Excerpt provided —
Sun dials need to be adjusted throughout the year to account for axial tilt. If you do not, you will get inaccurate times (as seen in your meme). Get you own sun dial and you will see for yourself.
“Solar time and clock time line up at noon on April 15, June 15, September 1 and December 24, which is why those days are recommended for setting a sundial. If you want your sundial to be as accurate as possible, reset your dial on each of those dates.”
This is something you can test yourself with a post. Mark the shadow of the post at noon once a week for a year. You WILL see the same shadow patterns that your meme is showing, 100%.
Sun dials DO in fact “point In drastically different directions through the 4 seasons.”
Congratulations, this is probably the best argument AGAINST the flat earth model I ever saw. Why would sun dials “point In drastically different directions through the 4 seasons” on a flat earth?
Analemma's disprove your claim. You can capture an annalema by taking a picture of the sun at one location, every 24 hours, for a whole year. The sun will produce a figure 8 pattern. This will cause the shadow on a sun dial to vary a miniscule amount through the seasons. This is not enough to throw off a sun dial for practical purposes. Ideally you would align the dial to somewhere in the middle of the annalemma.
In the globe demonstration above it looks like spring and fall would have the shadow cast at about a 45+ degree angle difference. Sun dials don't have to be adjusted once you set them up. Some ancient sundials haven't moved in thousands of years.
Do you understant that this 8 is not vertical, but tilted in the sky when you are not on equator? Timelapse pictures in your pedowikia article show that clearly. At point where stick is glued on your meme picture it will be tilted at approx 45°. So with ~23° of Earth rotational axis inclination you will get 8 with the height of ~46° tilted by 45°. So maximum sweep angle for solar noon to clock noon will be 46° / sqrt(2) = ~33°.

Your task — In the sundial thread, on which dates are solar time and clock time said to line up at noon?

Recorded information —
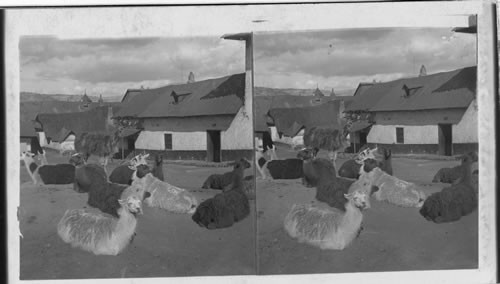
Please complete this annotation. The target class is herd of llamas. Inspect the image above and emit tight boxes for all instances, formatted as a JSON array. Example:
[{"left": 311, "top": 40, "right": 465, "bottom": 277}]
[
  {"left": 22, "top": 127, "right": 478, "bottom": 255},
  {"left": 255, "top": 127, "right": 478, "bottom": 250},
  {"left": 21, "top": 130, "right": 255, "bottom": 255}
]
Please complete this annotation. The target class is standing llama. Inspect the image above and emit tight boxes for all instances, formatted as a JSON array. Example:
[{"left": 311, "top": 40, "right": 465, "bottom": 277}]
[
  {"left": 191, "top": 159, "right": 250, "bottom": 229},
  {"left": 284, "top": 192, "right": 370, "bottom": 250},
  {"left": 298, "top": 148, "right": 355, "bottom": 210},
  {"left": 255, "top": 149, "right": 303, "bottom": 179},
  {"left": 75, "top": 130, "right": 120, "bottom": 176},
  {"left": 57, "top": 196, "right": 142, "bottom": 255},
  {"left": 420, "top": 153, "right": 478, "bottom": 223},
  {"left": 304, "top": 121, "right": 352, "bottom": 169},
  {"left": 21, "top": 152, "right": 75, "bottom": 185}
]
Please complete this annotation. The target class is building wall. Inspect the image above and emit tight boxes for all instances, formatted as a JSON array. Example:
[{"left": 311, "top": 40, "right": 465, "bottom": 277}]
[
  {"left": 374, "top": 108, "right": 466, "bottom": 125},
  {"left": 38, "top": 132, "right": 47, "bottom": 147},
  {"left": 367, "top": 124, "right": 438, "bottom": 144},
  {"left": 223, "top": 106, "right": 253, "bottom": 150},
  {"left": 451, "top": 100, "right": 479, "bottom": 144},
  {"left": 367, "top": 100, "right": 478, "bottom": 155},
  {"left": 135, "top": 130, "right": 207, "bottom": 151}
]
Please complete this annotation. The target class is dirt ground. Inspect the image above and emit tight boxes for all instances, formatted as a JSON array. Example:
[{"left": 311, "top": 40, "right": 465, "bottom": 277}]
[
  {"left": 257, "top": 147, "right": 478, "bottom": 274},
  {"left": 18, "top": 153, "right": 256, "bottom": 280}
]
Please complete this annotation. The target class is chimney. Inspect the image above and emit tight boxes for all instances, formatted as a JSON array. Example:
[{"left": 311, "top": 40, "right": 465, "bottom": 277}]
[
  {"left": 170, "top": 91, "right": 179, "bottom": 104},
  {"left": 418, "top": 65, "right": 427, "bottom": 77},
  {"left": 187, "top": 72, "right": 195, "bottom": 84}
]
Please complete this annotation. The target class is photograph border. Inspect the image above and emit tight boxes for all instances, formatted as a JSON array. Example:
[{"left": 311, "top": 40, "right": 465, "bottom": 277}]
[{"left": 5, "top": 1, "right": 498, "bottom": 284}]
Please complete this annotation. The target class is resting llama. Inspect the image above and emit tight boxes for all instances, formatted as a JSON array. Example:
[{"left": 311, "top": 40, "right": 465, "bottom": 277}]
[
  {"left": 339, "top": 146, "right": 392, "bottom": 179},
  {"left": 57, "top": 196, "right": 142, "bottom": 255},
  {"left": 74, "top": 130, "right": 120, "bottom": 176},
  {"left": 72, "top": 155, "right": 149, "bottom": 217},
  {"left": 132, "top": 169, "right": 198, "bottom": 214},
  {"left": 304, "top": 120, "right": 352, "bottom": 169},
  {"left": 298, "top": 148, "right": 355, "bottom": 210},
  {"left": 21, "top": 152, "right": 75, "bottom": 185},
  {"left": 201, "top": 158, "right": 252, "bottom": 189},
  {"left": 191, "top": 159, "right": 250, "bottom": 229},
  {"left": 359, "top": 159, "right": 426, "bottom": 208},
  {"left": 420, "top": 152, "right": 478, "bottom": 223},
  {"left": 109, "top": 154, "right": 149, "bottom": 185},
  {"left": 432, "top": 152, "right": 477, "bottom": 183},
  {"left": 255, "top": 150, "right": 303, "bottom": 179},
  {"left": 284, "top": 192, "right": 370, "bottom": 250}
]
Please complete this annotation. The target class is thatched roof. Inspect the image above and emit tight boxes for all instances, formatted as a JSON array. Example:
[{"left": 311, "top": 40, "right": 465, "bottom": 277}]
[
  {"left": 20, "top": 121, "right": 37, "bottom": 137},
  {"left": 36, "top": 106, "right": 114, "bottom": 142},
  {"left": 346, "top": 66, "right": 477, "bottom": 112},
  {"left": 115, "top": 73, "right": 245, "bottom": 118}
]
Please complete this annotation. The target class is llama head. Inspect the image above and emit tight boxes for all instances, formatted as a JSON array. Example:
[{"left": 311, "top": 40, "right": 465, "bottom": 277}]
[
  {"left": 233, "top": 158, "right": 251, "bottom": 170},
  {"left": 361, "top": 159, "right": 379, "bottom": 173},
  {"left": 344, "top": 191, "right": 370, "bottom": 210},
  {"left": 128, "top": 154, "right": 149, "bottom": 170},
  {"left": 134, "top": 164, "right": 151, "bottom": 178},
  {"left": 69, "top": 153, "right": 85, "bottom": 166},
  {"left": 459, "top": 152, "right": 478, "bottom": 164},
  {"left": 155, "top": 155, "right": 163, "bottom": 166},
  {"left": 354, "top": 147, "right": 378, "bottom": 165},
  {"left": 118, "top": 195, "right": 142, "bottom": 215},
  {"left": 297, "top": 148, "right": 315, "bottom": 161},
  {"left": 21, "top": 151, "right": 35, "bottom": 165}
]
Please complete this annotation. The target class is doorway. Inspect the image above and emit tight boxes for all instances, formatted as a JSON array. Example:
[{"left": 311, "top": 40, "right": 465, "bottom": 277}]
[
  {"left": 438, "top": 124, "right": 453, "bottom": 156},
  {"left": 207, "top": 130, "right": 221, "bottom": 163}
]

Response area — April 15, June 15, September 1 and December 24.